### ACTION ITEM
From the entries below, copy exactly the lines from the one that contains "Target: black and white painting" through the one that contains "Write each point like <point>111,765</point>.", both included, and only those.

[DATA PROVIDED]

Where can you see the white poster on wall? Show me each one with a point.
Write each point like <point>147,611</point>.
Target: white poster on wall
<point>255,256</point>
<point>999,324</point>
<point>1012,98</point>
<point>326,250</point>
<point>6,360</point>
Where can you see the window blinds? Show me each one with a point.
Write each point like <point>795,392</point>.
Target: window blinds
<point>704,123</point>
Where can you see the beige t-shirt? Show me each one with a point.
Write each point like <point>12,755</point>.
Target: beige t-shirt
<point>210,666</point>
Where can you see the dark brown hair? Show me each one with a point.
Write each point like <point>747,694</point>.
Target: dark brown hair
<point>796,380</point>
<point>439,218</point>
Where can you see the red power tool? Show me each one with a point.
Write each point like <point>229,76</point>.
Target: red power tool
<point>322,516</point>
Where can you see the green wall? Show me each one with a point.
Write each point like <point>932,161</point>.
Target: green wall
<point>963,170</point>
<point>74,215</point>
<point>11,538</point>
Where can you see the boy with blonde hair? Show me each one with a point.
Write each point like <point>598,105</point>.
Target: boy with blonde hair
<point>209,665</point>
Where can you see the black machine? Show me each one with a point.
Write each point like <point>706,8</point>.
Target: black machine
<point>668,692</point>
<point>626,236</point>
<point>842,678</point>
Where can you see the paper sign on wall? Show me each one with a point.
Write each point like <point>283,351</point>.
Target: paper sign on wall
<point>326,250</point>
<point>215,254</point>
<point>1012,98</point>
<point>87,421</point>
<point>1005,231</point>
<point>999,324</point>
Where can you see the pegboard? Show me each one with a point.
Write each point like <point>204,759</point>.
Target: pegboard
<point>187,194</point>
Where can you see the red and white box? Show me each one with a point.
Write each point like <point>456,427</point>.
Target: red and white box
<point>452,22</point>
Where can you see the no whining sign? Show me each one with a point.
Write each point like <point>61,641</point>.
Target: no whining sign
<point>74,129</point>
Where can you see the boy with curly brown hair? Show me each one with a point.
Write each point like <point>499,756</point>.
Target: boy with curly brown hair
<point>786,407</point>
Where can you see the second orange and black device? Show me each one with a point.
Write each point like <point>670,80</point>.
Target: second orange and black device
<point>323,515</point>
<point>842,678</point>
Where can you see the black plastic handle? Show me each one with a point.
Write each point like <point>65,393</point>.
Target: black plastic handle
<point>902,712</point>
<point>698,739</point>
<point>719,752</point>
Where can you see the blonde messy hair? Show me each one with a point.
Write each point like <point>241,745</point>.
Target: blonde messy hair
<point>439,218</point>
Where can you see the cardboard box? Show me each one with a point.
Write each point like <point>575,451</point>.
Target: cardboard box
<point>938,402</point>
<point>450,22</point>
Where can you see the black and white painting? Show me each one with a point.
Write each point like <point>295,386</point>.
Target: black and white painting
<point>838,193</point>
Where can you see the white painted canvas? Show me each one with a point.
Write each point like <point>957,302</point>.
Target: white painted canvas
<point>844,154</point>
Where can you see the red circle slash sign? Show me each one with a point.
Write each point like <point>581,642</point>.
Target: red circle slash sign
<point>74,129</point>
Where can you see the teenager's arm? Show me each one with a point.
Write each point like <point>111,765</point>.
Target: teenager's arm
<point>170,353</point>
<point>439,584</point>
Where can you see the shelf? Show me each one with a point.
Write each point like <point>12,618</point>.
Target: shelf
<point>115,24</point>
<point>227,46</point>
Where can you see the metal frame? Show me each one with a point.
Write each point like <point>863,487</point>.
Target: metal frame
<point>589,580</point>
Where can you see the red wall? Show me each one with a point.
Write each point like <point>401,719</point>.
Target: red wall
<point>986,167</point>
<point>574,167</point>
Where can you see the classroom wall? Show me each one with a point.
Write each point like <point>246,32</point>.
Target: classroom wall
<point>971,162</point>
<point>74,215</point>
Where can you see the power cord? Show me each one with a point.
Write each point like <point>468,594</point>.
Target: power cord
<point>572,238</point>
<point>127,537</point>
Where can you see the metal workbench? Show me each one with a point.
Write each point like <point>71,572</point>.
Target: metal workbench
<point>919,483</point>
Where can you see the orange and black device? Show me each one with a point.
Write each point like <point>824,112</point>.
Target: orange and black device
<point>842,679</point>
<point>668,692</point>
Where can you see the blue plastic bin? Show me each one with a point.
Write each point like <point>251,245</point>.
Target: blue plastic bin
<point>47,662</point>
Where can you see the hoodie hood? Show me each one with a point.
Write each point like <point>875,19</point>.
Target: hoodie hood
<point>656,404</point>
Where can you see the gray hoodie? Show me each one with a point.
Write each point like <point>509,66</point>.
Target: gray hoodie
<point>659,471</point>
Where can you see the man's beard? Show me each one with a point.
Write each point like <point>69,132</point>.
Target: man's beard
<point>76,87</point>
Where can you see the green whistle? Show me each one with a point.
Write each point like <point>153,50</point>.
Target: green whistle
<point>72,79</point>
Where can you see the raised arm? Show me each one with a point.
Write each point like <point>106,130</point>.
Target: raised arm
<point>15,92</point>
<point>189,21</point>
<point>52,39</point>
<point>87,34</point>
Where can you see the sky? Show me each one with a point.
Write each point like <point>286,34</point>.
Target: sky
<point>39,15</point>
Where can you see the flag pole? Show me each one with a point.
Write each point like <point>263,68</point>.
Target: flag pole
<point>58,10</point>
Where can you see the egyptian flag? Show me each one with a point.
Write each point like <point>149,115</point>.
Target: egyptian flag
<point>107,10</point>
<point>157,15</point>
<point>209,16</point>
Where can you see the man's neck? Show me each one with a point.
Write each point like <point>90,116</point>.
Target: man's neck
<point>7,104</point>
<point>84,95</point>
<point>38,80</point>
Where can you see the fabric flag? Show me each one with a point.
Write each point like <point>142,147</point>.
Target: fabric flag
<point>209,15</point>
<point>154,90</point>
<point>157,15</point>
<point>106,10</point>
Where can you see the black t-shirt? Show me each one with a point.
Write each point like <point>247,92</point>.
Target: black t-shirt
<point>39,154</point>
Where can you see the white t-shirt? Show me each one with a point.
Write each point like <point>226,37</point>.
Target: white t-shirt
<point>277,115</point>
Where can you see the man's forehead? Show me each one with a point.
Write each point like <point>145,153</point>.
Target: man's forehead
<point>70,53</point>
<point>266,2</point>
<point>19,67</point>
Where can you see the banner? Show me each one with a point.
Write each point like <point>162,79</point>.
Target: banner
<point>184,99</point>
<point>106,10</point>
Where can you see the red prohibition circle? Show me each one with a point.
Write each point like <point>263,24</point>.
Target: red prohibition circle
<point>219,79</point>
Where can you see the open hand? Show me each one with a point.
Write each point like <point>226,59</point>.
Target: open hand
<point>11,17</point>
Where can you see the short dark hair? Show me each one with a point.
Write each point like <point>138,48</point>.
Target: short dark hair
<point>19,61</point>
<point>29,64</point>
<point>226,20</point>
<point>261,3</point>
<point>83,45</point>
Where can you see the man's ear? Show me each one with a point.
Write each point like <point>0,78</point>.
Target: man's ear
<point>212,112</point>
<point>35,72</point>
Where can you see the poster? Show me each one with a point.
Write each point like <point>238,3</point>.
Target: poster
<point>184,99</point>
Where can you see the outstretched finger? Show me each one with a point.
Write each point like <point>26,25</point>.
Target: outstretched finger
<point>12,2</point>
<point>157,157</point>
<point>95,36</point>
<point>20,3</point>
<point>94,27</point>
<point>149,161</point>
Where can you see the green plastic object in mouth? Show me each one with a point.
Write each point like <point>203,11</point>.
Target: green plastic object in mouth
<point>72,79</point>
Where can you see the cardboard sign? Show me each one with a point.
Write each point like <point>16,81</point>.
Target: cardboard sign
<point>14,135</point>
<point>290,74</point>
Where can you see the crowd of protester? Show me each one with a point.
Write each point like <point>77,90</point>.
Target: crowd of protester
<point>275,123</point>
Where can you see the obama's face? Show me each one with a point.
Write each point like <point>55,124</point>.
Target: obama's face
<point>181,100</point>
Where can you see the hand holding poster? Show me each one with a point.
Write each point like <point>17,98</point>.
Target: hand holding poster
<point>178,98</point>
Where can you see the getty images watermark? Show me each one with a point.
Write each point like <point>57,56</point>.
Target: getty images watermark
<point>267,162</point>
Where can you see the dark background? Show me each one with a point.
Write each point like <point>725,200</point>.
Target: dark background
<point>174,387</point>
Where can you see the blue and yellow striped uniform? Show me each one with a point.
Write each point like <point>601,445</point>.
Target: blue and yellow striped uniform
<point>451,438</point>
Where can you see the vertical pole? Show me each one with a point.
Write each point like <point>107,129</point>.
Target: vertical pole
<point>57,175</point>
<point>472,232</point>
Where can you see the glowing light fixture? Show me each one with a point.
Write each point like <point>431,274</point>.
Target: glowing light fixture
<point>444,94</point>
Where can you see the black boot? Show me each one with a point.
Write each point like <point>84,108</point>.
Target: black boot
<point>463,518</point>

[/DATA PROVIDED]

### RESULT
Target: black and white painting
<point>838,193</point>
Where can you see the white painted canvas? Show me each one with a point.
Write each point like <point>957,302</point>.
Target: white painted canvas
<point>844,154</point>
Where can you see the red circle slash sign? Show me each one with a point.
Write each point like <point>581,642</point>.
Target: red circle slash sign
<point>74,129</point>
Where can you see the teenager's arm? Show me each one with a point.
Write each point like <point>111,765</point>.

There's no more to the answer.